수행할 과제 →
아래 행 전부를 빈 줄은 빼고 번호 매긴 목록으로 바꿔 줄 수 있나요?

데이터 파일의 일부

====================

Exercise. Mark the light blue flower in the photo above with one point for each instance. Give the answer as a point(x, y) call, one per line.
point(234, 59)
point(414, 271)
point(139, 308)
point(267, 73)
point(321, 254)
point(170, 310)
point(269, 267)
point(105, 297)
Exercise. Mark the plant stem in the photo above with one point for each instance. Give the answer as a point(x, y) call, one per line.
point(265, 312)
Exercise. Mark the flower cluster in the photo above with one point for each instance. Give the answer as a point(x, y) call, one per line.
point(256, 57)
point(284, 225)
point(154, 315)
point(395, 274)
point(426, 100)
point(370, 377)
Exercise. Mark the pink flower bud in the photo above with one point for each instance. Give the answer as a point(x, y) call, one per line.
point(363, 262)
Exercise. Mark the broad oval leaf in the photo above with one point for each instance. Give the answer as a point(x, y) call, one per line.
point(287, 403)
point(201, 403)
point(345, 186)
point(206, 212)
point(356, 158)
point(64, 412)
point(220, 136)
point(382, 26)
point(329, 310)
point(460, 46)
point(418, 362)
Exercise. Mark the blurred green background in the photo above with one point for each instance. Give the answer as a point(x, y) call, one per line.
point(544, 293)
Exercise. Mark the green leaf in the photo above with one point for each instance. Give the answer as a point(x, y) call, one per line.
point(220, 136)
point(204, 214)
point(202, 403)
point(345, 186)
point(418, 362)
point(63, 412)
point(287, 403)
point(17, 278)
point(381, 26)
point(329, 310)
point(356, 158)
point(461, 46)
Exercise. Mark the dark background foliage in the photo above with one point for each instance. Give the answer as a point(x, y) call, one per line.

====================

과제 답안 →
1. Exercise. Mark the light blue flower in the photo above with one point for each instance. Give the answer as a point(x, y) call, one per line.
2. point(234, 59)
3. point(414, 271)
4. point(139, 308)
5. point(267, 73)
6. point(321, 254)
7. point(170, 310)
8. point(269, 267)
9. point(105, 297)
10. Exercise. Mark the plant stem in the photo above with one point for each instance. Give the answer as a point(x, y) call, one per line.
11. point(265, 312)
12. Exercise. Mark the flower cluster in the photo above with one point for each instance. Give the answer as a point(x, y) call, one per line.
13. point(256, 57)
14. point(284, 225)
15. point(154, 315)
16. point(395, 274)
17. point(426, 100)
18. point(370, 377)
19. Exercise. Mark the pink flower bud in the photo above with one point for each instance. Give the answer as a point(x, y) call, one per line.
20. point(363, 262)
21. Exercise. Mark the broad oval leaf in the photo above with one point for each instance. Give the answer as a point(x, y) call, one per line.
22. point(287, 403)
23. point(201, 403)
24. point(345, 186)
25. point(206, 212)
26. point(356, 158)
27. point(64, 412)
28. point(220, 136)
29. point(382, 26)
30. point(329, 310)
31. point(460, 46)
32. point(418, 362)
33. Exercise. Mark the blurred green background in the photo above with one point for each instance. Give the answer as a point(x, y) call, one per line.
34. point(544, 293)
35. Exercise. Mark the green leaf in the photo above with one point for each instance. Give the answer as a point(x, y) call, one per line.
36. point(220, 136)
37. point(204, 214)
38. point(202, 403)
39. point(345, 186)
40. point(418, 362)
41. point(63, 412)
42. point(287, 403)
43. point(17, 278)
44. point(381, 26)
45. point(329, 310)
46. point(356, 158)
47. point(461, 46)
48. Exercise. Mark the dark background foliage in the photo above with one point for each instance. Give the answer as a point(x, y) call, one per line.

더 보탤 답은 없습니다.